- Passage shown

Malachy O'Rourke

Personal information
- Native name: Ó Ruairc (Irish)
- Occupation: Schoolteacher

Sport
- Sport: Football

Clubs
- Years: Club
- Derrylin Errigal Ciarán

College
- Years: College
- c. 1989: St Mary's

College titles
- Sigerson titles: 1

Inter-county
- Years: County
- Fermanagh

= Malachy O'Rourke =

Gaelic footballer and manager

Malachy O'Rourke is a Gaelic football manager and former player for the Fermanagh county team. He has been manager of the senior Tyrone county team since 2024.

He previously managed Fermanagh and Monaghan.

==Career==
He played for Fermanagh for more than ten years, but was only on the winning side twice in that period in the championship (both time against Antrim).

When he was studying to be a physical education teacher at St Mary's University College, Belfast, O'Rourke played on the St Mary's team that won the 1989 Sigerson Cup along with people like Jarlath Burns, Pascal Canavan, Seamus Downey, Danny Quinn and Benny Tierney. His thesis was on the VO_{2} max of Gaelic footballers.

He left his club Derrylin in the early 1990s and got a transfer to Errigal Ciarán because he had moved to Ballygawley, County Tyrone, on account of him teaching at St Joseph's, Enniskillen, and his wife teaching in Derrylatinee Eglish, so Ballygawley in South Tyrone worked for the pair of them. He got himself settled with Errigal Ciarán and won two championships.

He began his coaching career with Tyholland in 2001 and got them promoted to the senior grade for the first time in his first season. Two years after that he took The Loup job and won them their first Senior Championship in 68 years, followed up by a first ever Ulster title. Errigal Ciarán approached him to take over as manager in 2006 and he won a Senior Championship with them. Then he moved to Cavan Gaels, and won a Cavan Senior championship in 2007.

O'Rourke succeeded Charlie Mulgrew as Fermanagh senior manager in October 2007. His first season featured a first appearance in the Ulster SFC final for 26 years, losing eventually to Armagh in a replay. It was only Fermanagh's second appearance in the final of the competition in 63 years, knocking out Monaghan and Derry along the way. His time as Fermanagh manager ended in 2010, after Fermanagh were relegated to Division 4 of the National Football League and a heavy defeat to Monaghan in the 2010 Ulster SFC semi-final.

- Data excerpts
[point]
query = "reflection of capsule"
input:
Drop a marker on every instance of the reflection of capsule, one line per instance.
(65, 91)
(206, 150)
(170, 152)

- Objectives
1. In the article on Malachy O'Rourke, whom did he succeed as Fermanagh senior manager?
2. Pick up the article on Malachy O'Rourke after its final sentence and continue it.
The material has no connection to the article on Malachy O'Rourke.

- Answers by task
1. Charlie Mulgrew.

2.
O'Rourke took the Monaghan job in 2013, and won a first Ulster Senior title for 25 years. He took Monaghan from Division 3 to Division 1 in successive seasons. Under his stewardship, he led Monaghan to a first win over Kerry in 27 years during the 2015 National League. They also lost narrowly against Dublin in the same year's League semi-final. They reached the Ulster final in the next two seasons, which was three final appearances in a row, the first time in 92 years for Monaghan. He managed the county to four All Ireland Senior quarter finals and took them to the 2018 All Ireland Senior semi final, only losing by a point to Tyrone before he left in June 2019.

He was appointed manager of the men's Senior football team at Watty Graham's GAC, Glen, a club near Maghera in Derry, in October 2020; this was his first job since he left Monaghan in June 2019. With Glen, he won three Derry Senior Football Championships in a row 2021, 2022 and 2023, their first ever county titles. In 2022 and 2023, he led them to the Ulster Club Championship titles and in 2024 the All Ireland Club Championship title.

O'Rourke was linked with the Meath job when Andy McEntee left the post in June 2022.

On 10 September 2024, he was announced as Tyrone manager. This meant he departed his role on the Football Review Committee.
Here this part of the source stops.